Section du document>

Déjà mi juin et il nous faut maintenant penser à rejoindre le
Laos ...Ce matin nous prenons la direction de Dien Bien Phu en
espérant y passer la frontière mais les informations données par
nos amis suédois de Ha Giang ne sont pas très bonnes. Motorisés,
ils se sont vu refoulés au poste frontalier en raison de
l'immatriculation de leur moto mais nous persistons dans notre idée
et espérons en notre bonne étoile. Par contre nous changeons notre
itinéraire, la route principale menant à Lai Chau est impraticable,
un éboulement de terrain la bloquant et l'autre voie d'accès
n'étant qu'une piste boueuse nous abandonnons le chemin longeant la
frontière chinoise et nous passerons par la route, plus intérieure,
qui traverse le parc de Hoang Lien. Environ 250 km nous séparent de
notre destination finale et une étape sera donc nécessaire.

Extrait de données>
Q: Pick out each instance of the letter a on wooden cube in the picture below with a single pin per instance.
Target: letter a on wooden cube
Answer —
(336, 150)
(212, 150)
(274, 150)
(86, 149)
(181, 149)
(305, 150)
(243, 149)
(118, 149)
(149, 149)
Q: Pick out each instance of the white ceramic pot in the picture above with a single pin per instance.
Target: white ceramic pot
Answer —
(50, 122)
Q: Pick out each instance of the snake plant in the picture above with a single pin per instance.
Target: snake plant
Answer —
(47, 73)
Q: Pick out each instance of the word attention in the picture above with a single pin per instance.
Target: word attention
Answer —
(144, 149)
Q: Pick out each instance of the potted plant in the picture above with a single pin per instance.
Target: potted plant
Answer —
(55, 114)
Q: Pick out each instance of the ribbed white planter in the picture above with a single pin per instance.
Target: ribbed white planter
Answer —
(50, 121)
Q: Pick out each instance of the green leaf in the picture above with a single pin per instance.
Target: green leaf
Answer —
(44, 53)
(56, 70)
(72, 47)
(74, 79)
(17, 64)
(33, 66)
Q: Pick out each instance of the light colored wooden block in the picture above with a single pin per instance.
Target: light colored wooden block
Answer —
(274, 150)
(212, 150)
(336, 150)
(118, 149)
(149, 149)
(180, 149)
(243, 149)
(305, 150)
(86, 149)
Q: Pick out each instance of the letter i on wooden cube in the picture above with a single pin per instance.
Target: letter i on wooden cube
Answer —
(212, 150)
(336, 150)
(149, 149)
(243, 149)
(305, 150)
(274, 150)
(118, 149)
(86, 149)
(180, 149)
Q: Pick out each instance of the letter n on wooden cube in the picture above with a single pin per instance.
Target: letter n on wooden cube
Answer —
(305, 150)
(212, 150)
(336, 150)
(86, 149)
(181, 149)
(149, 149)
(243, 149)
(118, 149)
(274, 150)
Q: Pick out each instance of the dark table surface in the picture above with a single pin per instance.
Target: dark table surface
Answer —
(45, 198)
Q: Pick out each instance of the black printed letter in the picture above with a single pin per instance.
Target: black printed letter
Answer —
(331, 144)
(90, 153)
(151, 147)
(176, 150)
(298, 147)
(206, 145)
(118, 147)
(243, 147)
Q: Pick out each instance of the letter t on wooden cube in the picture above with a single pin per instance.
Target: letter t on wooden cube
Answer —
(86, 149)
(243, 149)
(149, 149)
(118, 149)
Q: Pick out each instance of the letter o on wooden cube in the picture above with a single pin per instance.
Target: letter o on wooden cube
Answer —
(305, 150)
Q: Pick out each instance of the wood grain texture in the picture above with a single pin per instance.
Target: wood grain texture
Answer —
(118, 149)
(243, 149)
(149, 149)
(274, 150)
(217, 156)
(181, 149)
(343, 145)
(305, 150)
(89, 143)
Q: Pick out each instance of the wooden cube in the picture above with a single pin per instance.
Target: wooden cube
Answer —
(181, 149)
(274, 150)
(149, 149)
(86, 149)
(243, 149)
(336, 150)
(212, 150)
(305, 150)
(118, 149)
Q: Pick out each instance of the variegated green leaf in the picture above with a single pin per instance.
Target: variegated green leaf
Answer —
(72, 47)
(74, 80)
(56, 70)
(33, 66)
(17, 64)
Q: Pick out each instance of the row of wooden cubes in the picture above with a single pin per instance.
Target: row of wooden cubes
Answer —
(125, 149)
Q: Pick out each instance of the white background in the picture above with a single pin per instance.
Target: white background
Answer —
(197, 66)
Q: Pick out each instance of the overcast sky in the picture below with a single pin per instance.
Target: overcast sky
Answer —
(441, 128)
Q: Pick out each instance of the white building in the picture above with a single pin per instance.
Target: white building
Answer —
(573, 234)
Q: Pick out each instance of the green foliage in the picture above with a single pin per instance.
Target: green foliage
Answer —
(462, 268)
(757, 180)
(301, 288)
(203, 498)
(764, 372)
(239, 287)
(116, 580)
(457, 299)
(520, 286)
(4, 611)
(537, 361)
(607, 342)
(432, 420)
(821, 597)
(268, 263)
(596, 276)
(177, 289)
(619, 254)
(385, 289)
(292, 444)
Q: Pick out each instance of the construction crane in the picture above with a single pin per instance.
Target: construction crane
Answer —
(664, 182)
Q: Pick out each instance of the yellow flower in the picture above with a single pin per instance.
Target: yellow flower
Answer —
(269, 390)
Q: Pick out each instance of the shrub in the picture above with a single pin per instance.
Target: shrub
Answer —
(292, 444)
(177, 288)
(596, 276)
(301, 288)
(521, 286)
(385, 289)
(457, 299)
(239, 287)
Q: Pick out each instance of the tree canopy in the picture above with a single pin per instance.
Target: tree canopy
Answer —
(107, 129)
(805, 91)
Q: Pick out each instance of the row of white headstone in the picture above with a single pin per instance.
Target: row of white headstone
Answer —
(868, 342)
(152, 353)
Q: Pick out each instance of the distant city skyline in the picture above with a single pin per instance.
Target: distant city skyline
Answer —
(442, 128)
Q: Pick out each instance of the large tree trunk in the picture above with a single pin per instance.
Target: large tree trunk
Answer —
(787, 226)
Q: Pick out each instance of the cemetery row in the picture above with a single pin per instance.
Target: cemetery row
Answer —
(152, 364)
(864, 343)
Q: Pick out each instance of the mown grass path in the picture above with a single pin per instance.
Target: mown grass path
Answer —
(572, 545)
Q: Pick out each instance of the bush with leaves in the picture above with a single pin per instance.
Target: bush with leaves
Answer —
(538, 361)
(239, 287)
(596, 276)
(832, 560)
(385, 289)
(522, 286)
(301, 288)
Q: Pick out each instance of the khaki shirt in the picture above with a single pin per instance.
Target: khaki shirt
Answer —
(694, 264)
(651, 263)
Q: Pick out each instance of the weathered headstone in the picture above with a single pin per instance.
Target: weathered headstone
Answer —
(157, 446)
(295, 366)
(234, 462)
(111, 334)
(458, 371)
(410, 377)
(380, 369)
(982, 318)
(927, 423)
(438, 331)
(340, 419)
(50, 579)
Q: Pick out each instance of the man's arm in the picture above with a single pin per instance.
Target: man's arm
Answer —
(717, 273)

Tâche écrite 1>
Retranscrivez mot pour mot l'intégralité du récit sur la route vers le Laos.
Tâche écrite 2>
Extrayez des enregistrements chaque ligne contenant le mot « word » et recopiez-la.

Résultat 1>
Déjà mi juin et il nous faut maintenant penser à rejoindre le
Laos ...Ce matin nous prenons la direction de Dien Bien Phu en
espérant y passer la frontière mais les informations données par
nos amis suédois de Ha Giang ne sont pas très bonnes. Motorisés,
ils se sont vu refoulés au poste frontalier en raison de
l'immatriculation de leur moto mais nous persistons dans notre idée
et espérons en notre bonne étoile. Par contre nous changeons notre
itinéraire, la route principale menant à Lai Chau est impraticable,
un éboulement de terrain la bloquant et l'autre voie d'accès
n'étant qu'une piste boueuse nous abandonnons le chemin longeant la
frontière chinoise et nous passerons par la route, plus intérieure,
qui traverse le parc de Hoang Lien. Environ 250 km nous séparent de
notre destination finale et une étape sera donc nécessaire.

Résultat 2>
Q: Pick out each instance of the word attention in the picture above with a single pin per instance.
Target: word attention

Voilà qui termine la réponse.